» **TASK GOAL**
All of the records must be repeated exactly.

*** Opening DATA FOR THIS TASK ***

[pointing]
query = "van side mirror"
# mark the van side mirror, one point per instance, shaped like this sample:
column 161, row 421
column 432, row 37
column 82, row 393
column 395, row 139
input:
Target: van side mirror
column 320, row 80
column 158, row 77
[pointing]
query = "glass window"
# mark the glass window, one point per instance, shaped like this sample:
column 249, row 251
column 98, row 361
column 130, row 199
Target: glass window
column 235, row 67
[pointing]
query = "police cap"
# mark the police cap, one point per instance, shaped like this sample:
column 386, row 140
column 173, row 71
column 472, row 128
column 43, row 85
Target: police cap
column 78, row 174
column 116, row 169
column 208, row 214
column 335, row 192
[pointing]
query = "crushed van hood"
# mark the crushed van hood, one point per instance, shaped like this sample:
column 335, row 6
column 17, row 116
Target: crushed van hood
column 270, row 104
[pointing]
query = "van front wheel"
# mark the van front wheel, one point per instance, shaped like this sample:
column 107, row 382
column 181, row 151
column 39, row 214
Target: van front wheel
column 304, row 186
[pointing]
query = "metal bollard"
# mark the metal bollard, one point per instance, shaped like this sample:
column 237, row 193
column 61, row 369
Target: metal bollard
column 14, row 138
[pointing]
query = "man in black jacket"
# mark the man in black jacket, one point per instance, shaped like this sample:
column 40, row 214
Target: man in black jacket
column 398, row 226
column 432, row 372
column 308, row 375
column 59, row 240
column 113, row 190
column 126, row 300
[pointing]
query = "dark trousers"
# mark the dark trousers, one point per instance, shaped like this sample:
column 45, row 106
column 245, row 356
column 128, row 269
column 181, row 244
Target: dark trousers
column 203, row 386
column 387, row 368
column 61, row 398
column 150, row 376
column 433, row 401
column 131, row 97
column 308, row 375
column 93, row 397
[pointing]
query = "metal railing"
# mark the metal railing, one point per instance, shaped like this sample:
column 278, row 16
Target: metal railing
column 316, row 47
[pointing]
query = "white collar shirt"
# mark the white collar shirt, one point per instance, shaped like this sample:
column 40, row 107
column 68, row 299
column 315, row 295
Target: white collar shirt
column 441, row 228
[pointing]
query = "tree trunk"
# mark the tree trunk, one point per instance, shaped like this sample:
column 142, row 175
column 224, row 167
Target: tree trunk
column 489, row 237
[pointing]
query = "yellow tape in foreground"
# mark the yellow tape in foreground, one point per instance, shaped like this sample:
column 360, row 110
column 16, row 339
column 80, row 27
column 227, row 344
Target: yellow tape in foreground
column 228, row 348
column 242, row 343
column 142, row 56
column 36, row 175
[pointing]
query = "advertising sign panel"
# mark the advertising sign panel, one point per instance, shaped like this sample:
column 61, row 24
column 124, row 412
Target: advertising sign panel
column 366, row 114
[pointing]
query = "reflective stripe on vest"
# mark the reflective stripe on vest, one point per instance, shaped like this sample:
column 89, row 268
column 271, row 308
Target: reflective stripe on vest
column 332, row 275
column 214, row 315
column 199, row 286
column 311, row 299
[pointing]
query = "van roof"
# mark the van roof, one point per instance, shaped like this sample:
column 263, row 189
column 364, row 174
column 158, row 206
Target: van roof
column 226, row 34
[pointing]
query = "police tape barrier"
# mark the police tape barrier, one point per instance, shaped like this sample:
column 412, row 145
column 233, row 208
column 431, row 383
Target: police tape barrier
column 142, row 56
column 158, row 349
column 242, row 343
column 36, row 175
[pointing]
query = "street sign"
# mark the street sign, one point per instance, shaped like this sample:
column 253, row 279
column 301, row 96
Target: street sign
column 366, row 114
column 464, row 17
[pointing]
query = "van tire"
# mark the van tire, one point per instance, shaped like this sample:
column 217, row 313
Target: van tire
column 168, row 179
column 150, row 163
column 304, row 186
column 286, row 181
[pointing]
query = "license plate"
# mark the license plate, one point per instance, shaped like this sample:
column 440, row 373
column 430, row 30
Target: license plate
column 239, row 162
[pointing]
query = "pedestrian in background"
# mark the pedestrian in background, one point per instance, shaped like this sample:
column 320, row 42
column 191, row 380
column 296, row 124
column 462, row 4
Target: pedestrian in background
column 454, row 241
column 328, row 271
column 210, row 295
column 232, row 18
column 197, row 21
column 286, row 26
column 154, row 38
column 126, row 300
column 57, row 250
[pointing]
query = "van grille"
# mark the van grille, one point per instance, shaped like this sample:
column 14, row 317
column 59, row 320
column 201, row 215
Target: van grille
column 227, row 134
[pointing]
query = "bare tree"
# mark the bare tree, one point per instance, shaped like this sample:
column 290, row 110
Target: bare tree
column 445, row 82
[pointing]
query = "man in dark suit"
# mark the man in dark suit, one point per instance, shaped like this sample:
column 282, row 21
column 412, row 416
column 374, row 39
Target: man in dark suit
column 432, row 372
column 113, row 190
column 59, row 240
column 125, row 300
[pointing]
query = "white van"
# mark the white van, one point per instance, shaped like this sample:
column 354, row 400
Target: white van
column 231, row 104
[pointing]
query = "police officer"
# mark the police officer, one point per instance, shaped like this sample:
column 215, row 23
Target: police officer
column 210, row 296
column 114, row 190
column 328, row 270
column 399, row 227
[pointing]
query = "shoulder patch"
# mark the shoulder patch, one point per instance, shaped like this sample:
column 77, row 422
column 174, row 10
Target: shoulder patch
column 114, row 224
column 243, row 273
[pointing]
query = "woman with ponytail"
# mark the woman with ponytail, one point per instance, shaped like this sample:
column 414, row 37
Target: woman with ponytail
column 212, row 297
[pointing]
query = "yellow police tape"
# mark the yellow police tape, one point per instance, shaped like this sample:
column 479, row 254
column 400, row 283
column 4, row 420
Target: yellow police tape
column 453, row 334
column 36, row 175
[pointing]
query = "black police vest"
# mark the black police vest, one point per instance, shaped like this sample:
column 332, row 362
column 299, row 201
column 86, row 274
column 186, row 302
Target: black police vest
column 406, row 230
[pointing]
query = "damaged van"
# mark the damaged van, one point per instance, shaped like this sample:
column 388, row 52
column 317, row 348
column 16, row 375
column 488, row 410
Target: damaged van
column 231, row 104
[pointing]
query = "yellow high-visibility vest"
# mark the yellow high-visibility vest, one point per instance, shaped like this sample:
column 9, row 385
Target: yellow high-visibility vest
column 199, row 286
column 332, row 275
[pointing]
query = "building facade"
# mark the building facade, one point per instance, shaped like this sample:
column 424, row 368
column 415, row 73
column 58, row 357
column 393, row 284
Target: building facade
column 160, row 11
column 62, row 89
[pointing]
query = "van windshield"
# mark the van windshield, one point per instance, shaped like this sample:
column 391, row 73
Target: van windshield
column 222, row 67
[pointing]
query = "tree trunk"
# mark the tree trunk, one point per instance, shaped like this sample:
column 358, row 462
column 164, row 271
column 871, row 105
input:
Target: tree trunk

*** Closing DATA FOR THIS TASK ***

» **SOLUTION FOR THIS TASK**
[pointing]
query = "van side mirror"
# mark the van side mirror, one point per instance, shaped like this sample:
column 161, row 421
column 432, row 37
column 82, row 393
column 395, row 139
input:
Target: van side mirror
column 320, row 80
column 158, row 77
[pointing]
query = "glass window"
# mark the glass window, one point per instance, shaped like this sample:
column 249, row 251
column 98, row 361
column 130, row 199
Target: glass window
column 235, row 67
[pointing]
query = "police cap"
# mark the police cap, one point per instance, shaped like this sample:
column 386, row 140
column 173, row 71
column 472, row 128
column 43, row 85
Target: police cap
column 78, row 174
column 116, row 169
column 208, row 214
column 335, row 192
[pointing]
query = "crushed van hood"
# mark the crushed van hood, one point per instance, shaped like this sample:
column 335, row 6
column 17, row 116
Target: crushed van hood
column 270, row 104
[pointing]
query = "van front wheel"
# mark the van front wheel, one point per instance, shaped like this sample:
column 107, row 382
column 181, row 151
column 39, row 214
Target: van front wheel
column 304, row 186
[pointing]
query = "metal bollard"
# mark the metal bollard, one point per instance, shaped like this sample:
column 237, row 193
column 61, row 369
Target: metal bollard
column 14, row 138
[pointing]
query = "man in black jacket"
# mark the man in black jacket, one point per instance, shaped like this sample:
column 40, row 214
Target: man in black jacket
column 398, row 226
column 432, row 372
column 308, row 375
column 59, row 240
column 113, row 190
column 126, row 300
[pointing]
query = "dark trousers"
# mark the dark trousers, one point per instance, shaped like this sample:
column 45, row 106
column 245, row 356
column 128, row 269
column 181, row 244
Target: dark trousers
column 203, row 386
column 387, row 368
column 61, row 398
column 150, row 376
column 433, row 401
column 131, row 97
column 308, row 375
column 93, row 397
[pointing]
query = "metal railing"
# mark the metal railing, one point per instance, shaped like this sample:
column 278, row 16
Target: metal railing
column 316, row 47
[pointing]
query = "white collar shirt"
# mark the white collar shirt, one point per instance, shaped like this sample:
column 40, row 107
column 68, row 299
column 315, row 295
Target: white collar shirt
column 441, row 228
[pointing]
query = "tree trunk"
# mark the tree trunk, one point per instance, shaped like this sample:
column 142, row 175
column 224, row 167
Target: tree trunk
column 489, row 237
[pointing]
query = "yellow tape in foreground"
# mark the yellow tape in foreground, one point per instance, shaped like this sample:
column 360, row 110
column 16, row 339
column 80, row 27
column 227, row 344
Target: yellow tape in foreground
column 228, row 348
column 242, row 343
column 142, row 56
column 36, row 175
[pointing]
query = "advertising sign panel"
# mark the advertising sign panel, one point per instance, shaped like this sample:
column 61, row 24
column 124, row 412
Target: advertising sign panel
column 366, row 114
[pointing]
query = "reflective stripe on vest"
# mark the reflective stripe on vest, one point per instance, shaped like this sample:
column 89, row 268
column 271, row 308
Target: reflective stripe on vest
column 332, row 275
column 214, row 315
column 199, row 286
column 311, row 299
[pointing]
query = "van roof"
# mark the van roof, one point per instance, shaped like this sample:
column 263, row 189
column 364, row 174
column 158, row 206
Target: van roof
column 226, row 34
[pointing]
query = "police tape barrier"
# mark the police tape barrier, one point per instance, shaped like this sample:
column 412, row 145
column 233, row 208
column 431, row 383
Target: police tape barrier
column 142, row 56
column 158, row 349
column 242, row 343
column 36, row 175
[pointing]
query = "street sign"
# mark the street sign, one point per instance, shaped like this sample:
column 253, row 279
column 301, row 96
Target: street sign
column 366, row 114
column 464, row 17
[pointing]
query = "van tire"
# mark the van tire, one point per instance, shaped like this sample:
column 217, row 313
Target: van tire
column 168, row 179
column 150, row 163
column 304, row 186
column 286, row 181
[pointing]
query = "license plate"
# mark the license plate, one point per instance, shaped like this sample:
column 440, row 373
column 430, row 30
Target: license plate
column 239, row 162
[pointing]
query = "pedestrian in background"
# mark the pedestrian in background, one point per instance, shaped like this sample:
column 320, row 42
column 191, row 380
column 296, row 124
column 462, row 4
Target: pedestrian in background
column 454, row 241
column 328, row 271
column 210, row 295
column 232, row 18
column 197, row 21
column 286, row 26
column 154, row 38
column 126, row 300
column 57, row 250
[pointing]
query = "van grille"
# mark the van grille, one point per instance, shaped like this sample:
column 14, row 317
column 59, row 320
column 201, row 215
Target: van grille
column 227, row 134
[pointing]
query = "bare tree"
# mark the bare tree, one point per instance, shaped like this sample:
column 290, row 110
Target: bare tree
column 445, row 82
[pointing]
query = "man in dark suit"
# mark the man in dark suit, one point per instance, shaped like this sample:
column 282, row 21
column 412, row 416
column 374, row 39
Target: man in dark suit
column 432, row 372
column 113, row 190
column 59, row 240
column 125, row 300
[pointing]
query = "white van"
# mark the white van, one point per instance, shaped like this sample:
column 354, row 400
Target: white van
column 231, row 104
[pointing]
query = "police officer"
# mark the police officer, one point per instance, shaped like this sample:
column 215, row 23
Target: police officer
column 210, row 296
column 114, row 190
column 328, row 270
column 399, row 227
[pointing]
query = "shoulder patch"
# mark the shoulder patch, one point per instance, shaped like this sample:
column 77, row 422
column 174, row 10
Target: shoulder patch
column 114, row 224
column 243, row 273
[pointing]
query = "woman with ponytail"
# mark the woman with ponytail, one point per instance, shaped like this sample:
column 414, row 37
Target: woman with ponytail
column 212, row 297
[pointing]
query = "yellow police tape"
# mark the yellow police tape, one point per instance, shaped like this sample:
column 479, row 254
column 400, row 283
column 4, row 420
Target: yellow police tape
column 453, row 334
column 36, row 175
[pointing]
query = "black police vest"
# mark the black police vest, one point per instance, shaped like this sample:
column 332, row 362
column 299, row 201
column 86, row 274
column 186, row 302
Target: black police vest
column 406, row 230
[pointing]
query = "damaged van"
# mark the damaged van, one point per instance, shaped like this sample:
column 388, row 52
column 317, row 348
column 16, row 375
column 488, row 410
Target: damaged van
column 231, row 104
[pointing]
query = "yellow high-visibility vest"
# mark the yellow high-visibility vest, one point per instance, shaped like this sample:
column 9, row 385
Target: yellow high-visibility vest
column 199, row 286
column 332, row 275
[pointing]
query = "building facade"
# mark the building facade, one point per instance, shaped like this sample:
column 424, row 368
column 415, row 73
column 58, row 357
column 393, row 284
Target: building facade
column 160, row 11
column 62, row 89
[pointing]
query = "van windshield"
# mark the van windshield, one point per instance, shaped like this sample:
column 391, row 73
Target: van windshield
column 222, row 67
[pointing]
query = "tree trunk"
# mark the tree trunk, one point per instance, shaped like this sample:
column 358, row 462
column 164, row 271
column 871, row 105
input:
Target: tree trunk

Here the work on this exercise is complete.